> **WHAT IS REQUIRED**:
Output the material below as a JSON list of strings, one string per line and no blank lines, beginning at the line that contains "Pick out the white gable" and ending after the line that contains "<point>472,263</point>".

> **GIVEN DATA**:
----------
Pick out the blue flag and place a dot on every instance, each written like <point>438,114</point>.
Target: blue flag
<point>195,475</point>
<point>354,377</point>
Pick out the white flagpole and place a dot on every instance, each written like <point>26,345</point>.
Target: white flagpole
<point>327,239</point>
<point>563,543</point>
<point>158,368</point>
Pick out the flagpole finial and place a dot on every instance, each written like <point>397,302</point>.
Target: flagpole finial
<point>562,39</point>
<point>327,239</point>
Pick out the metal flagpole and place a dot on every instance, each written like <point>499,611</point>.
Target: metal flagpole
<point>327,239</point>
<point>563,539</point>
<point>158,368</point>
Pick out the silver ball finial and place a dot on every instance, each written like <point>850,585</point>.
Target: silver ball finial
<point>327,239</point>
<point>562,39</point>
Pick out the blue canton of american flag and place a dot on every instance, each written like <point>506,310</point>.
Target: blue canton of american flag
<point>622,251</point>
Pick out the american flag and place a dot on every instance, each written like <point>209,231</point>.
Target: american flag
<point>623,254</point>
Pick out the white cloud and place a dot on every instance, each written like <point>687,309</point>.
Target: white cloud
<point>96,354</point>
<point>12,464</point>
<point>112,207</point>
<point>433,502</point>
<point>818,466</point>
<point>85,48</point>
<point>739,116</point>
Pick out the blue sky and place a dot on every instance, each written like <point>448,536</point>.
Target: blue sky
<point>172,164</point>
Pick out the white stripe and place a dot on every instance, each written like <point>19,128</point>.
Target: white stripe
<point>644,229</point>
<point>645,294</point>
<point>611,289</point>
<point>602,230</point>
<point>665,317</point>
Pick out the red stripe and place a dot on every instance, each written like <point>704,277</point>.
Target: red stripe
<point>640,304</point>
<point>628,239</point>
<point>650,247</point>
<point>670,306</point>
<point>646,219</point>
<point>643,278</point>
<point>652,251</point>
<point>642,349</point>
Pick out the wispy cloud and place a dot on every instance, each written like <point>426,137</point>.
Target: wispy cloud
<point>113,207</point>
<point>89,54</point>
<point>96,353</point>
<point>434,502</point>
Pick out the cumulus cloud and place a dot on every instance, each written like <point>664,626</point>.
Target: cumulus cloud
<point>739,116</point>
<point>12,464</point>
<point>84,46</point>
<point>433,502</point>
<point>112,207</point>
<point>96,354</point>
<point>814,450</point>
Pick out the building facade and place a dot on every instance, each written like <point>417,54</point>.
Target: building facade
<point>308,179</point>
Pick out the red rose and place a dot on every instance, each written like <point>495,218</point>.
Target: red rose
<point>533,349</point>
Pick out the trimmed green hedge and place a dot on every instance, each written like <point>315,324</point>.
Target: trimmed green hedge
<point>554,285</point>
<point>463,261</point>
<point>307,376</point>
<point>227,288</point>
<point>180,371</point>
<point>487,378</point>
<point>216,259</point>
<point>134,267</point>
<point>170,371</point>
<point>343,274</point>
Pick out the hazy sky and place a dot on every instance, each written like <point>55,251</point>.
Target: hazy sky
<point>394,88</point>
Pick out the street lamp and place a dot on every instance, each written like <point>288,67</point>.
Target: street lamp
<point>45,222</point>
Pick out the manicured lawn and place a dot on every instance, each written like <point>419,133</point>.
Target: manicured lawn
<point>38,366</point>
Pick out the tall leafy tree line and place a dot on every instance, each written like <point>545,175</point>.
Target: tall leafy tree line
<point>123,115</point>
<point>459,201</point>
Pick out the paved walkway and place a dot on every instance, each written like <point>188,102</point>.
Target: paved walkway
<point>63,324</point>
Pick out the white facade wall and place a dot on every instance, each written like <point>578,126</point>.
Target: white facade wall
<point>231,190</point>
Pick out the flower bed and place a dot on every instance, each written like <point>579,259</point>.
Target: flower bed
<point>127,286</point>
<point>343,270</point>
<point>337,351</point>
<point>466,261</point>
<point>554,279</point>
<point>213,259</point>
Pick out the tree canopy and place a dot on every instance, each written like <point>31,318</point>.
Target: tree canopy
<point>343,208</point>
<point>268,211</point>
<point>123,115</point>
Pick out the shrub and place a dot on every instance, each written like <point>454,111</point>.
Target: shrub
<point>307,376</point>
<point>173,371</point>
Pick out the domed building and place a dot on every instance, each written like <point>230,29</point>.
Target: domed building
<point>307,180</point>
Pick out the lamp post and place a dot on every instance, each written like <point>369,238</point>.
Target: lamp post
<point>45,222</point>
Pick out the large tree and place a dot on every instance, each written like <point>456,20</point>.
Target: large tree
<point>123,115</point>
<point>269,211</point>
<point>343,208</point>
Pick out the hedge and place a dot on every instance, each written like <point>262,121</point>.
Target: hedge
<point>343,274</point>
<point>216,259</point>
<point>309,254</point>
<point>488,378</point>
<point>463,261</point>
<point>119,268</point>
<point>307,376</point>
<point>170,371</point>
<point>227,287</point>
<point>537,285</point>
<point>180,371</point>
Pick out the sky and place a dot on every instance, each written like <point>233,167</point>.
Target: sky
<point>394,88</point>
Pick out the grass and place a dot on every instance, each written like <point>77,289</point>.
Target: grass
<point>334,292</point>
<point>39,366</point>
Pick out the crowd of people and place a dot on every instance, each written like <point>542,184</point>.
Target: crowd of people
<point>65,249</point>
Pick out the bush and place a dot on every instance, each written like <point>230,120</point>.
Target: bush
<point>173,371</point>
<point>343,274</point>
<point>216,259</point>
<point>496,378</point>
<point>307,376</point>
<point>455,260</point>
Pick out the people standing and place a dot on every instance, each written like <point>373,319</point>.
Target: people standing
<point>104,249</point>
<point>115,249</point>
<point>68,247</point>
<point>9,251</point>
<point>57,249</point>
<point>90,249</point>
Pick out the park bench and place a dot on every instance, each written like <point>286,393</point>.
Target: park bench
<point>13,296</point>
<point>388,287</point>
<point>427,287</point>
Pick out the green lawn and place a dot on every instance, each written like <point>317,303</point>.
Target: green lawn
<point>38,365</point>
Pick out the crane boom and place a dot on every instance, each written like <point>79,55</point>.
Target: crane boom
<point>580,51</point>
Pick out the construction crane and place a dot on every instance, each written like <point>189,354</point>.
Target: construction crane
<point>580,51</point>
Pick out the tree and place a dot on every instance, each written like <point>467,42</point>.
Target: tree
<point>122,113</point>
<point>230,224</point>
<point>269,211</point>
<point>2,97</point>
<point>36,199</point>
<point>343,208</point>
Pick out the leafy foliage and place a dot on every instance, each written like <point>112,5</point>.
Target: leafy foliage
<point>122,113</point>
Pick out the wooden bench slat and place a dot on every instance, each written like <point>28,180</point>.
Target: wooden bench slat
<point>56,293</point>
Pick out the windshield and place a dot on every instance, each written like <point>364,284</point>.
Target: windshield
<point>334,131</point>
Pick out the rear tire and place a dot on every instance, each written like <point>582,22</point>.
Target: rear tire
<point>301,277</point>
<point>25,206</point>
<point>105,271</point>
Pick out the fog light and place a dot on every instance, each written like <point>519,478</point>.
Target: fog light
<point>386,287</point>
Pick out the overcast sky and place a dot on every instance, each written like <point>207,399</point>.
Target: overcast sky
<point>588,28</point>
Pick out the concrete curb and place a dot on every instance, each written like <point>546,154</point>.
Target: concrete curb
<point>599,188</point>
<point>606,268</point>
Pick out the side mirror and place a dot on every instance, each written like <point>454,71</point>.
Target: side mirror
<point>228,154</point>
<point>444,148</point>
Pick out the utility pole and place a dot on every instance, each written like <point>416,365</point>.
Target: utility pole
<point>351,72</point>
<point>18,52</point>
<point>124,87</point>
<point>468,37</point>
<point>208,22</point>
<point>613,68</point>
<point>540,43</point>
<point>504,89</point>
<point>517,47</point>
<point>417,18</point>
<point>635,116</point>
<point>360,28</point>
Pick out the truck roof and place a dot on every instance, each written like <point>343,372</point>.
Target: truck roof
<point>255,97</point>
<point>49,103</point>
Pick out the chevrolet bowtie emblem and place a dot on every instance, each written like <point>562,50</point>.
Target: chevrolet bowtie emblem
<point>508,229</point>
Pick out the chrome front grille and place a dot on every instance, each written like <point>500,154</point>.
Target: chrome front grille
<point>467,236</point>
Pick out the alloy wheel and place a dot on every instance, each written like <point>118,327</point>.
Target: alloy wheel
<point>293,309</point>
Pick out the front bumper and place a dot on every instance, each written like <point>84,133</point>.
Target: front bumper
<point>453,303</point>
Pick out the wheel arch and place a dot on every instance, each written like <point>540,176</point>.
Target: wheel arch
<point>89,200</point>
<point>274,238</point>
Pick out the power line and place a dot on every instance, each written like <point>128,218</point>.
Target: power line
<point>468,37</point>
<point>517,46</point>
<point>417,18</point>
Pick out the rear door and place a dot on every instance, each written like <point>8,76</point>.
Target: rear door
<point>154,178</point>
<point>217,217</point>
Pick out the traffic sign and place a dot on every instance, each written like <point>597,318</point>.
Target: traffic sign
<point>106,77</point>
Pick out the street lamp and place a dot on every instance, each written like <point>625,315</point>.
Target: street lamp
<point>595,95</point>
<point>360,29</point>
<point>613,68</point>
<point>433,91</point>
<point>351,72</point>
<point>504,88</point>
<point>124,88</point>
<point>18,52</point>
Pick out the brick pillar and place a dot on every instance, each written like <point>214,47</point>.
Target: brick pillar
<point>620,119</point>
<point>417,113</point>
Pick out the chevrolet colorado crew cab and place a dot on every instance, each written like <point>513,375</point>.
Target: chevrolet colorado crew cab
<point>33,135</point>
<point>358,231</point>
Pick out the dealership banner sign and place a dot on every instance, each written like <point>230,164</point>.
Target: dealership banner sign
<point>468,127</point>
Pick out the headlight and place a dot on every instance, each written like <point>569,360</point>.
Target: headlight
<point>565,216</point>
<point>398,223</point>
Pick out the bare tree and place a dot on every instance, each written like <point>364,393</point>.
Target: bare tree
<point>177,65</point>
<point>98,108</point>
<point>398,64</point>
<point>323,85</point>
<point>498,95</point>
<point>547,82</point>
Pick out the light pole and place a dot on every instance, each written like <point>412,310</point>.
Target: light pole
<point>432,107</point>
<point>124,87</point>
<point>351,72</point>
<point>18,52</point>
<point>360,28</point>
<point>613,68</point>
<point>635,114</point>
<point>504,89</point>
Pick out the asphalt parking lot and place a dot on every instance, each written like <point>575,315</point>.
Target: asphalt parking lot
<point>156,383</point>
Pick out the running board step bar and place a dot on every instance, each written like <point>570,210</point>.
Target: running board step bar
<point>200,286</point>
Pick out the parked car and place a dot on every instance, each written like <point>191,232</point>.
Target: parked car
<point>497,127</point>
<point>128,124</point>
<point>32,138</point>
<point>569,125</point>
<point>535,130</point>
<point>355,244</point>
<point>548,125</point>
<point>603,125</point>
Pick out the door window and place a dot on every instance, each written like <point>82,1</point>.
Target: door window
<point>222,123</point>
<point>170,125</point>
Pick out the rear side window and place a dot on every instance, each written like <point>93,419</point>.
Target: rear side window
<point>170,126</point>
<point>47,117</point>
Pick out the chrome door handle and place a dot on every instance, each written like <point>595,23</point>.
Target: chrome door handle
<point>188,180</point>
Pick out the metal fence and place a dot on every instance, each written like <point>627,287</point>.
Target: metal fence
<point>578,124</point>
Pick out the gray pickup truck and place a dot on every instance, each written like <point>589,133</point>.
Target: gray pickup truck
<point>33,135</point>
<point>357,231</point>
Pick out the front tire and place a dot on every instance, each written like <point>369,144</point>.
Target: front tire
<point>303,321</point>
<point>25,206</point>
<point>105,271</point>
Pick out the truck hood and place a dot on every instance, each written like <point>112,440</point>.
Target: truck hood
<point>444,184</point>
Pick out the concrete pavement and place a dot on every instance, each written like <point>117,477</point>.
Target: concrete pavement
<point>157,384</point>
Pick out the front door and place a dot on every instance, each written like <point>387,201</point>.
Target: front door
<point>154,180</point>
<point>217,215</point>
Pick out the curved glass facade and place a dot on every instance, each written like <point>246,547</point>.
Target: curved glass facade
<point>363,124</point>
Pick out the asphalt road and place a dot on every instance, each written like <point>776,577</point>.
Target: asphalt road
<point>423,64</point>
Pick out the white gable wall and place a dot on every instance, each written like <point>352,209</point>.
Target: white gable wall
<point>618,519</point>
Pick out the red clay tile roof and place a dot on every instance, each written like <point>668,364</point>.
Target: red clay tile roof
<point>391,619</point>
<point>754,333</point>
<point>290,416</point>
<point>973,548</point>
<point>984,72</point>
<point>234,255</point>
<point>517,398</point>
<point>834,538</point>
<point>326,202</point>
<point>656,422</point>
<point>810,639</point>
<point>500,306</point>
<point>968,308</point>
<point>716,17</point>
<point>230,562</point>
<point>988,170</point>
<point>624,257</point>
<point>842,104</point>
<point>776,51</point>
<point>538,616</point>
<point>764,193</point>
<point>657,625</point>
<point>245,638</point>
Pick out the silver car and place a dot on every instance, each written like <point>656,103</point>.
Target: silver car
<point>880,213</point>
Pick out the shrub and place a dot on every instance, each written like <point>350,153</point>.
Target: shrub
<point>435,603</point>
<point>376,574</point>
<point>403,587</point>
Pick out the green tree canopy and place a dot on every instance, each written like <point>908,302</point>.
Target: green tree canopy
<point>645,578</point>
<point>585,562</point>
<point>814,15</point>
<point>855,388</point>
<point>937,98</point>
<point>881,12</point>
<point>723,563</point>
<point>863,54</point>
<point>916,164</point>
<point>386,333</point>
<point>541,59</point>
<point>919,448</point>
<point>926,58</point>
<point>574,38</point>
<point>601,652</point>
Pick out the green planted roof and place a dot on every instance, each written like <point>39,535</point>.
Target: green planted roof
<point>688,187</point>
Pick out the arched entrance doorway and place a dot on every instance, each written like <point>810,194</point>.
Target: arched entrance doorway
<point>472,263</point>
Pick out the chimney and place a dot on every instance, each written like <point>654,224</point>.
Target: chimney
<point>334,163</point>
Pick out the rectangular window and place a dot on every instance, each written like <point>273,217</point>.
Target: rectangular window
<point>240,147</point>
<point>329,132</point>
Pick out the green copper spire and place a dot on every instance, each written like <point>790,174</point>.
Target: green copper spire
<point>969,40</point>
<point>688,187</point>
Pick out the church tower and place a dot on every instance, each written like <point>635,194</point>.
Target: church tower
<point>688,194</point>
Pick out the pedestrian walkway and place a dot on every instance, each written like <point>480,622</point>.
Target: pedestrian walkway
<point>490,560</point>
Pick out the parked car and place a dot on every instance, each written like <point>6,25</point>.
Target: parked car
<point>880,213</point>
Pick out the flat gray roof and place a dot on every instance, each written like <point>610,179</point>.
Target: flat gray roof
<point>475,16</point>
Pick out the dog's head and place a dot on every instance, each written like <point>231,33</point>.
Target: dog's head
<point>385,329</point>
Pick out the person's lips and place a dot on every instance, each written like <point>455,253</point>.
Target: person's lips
----------
> **RIGHT ANSWER**:
[
  "Pick out the white gable wall and place a dot on every instance, each written like <point>352,209</point>.",
  "Target: white gable wall",
  "<point>618,519</point>",
  "Pick out the red clay tile roof and place a dot on every instance, each written like <point>668,364</point>.",
  "Target: red clay tile roof",
  "<point>391,619</point>",
  "<point>754,333</point>",
  "<point>290,416</point>",
  "<point>973,548</point>",
  "<point>984,72</point>",
  "<point>234,255</point>",
  "<point>517,398</point>",
  "<point>834,538</point>",
  "<point>326,202</point>",
  "<point>656,422</point>",
  "<point>810,639</point>",
  "<point>500,306</point>",
  "<point>968,308</point>",
  "<point>716,17</point>",
  "<point>230,562</point>",
  "<point>988,170</point>",
  "<point>624,257</point>",
  "<point>842,104</point>",
  "<point>776,51</point>",
  "<point>538,616</point>",
  "<point>764,193</point>",
  "<point>657,625</point>",
  "<point>245,638</point>",
  "Pick out the silver car and place a dot on every instance, each written like <point>656,103</point>.",
  "Target: silver car",
  "<point>880,213</point>",
  "Pick out the shrub and place a dot on every instance, each written like <point>350,153</point>.",
  "Target: shrub",
  "<point>435,603</point>",
  "<point>376,574</point>",
  "<point>403,587</point>",
  "Pick out the green tree canopy and place a dot on every instance, each written like <point>908,302</point>.",
  "Target: green tree canopy",
  "<point>645,578</point>",
  "<point>585,562</point>",
  "<point>814,15</point>",
  "<point>855,388</point>",
  "<point>937,98</point>",
  "<point>881,12</point>",
  "<point>723,563</point>",
  "<point>863,54</point>",
  "<point>916,164</point>",
  "<point>386,333</point>",
  "<point>541,59</point>",
  "<point>919,448</point>",
  "<point>926,58</point>",
  "<point>574,38</point>",
  "<point>601,652</point>",
  "Pick out the green planted roof and place a dot on every instance, each written like <point>39,535</point>.",
  "Target: green planted roof",
  "<point>688,187</point>",
  "Pick out the arched entrance doorway and place a dot on every instance, each written like <point>810,194</point>.",
  "Target: arched entrance doorway",
  "<point>472,263</point>"
]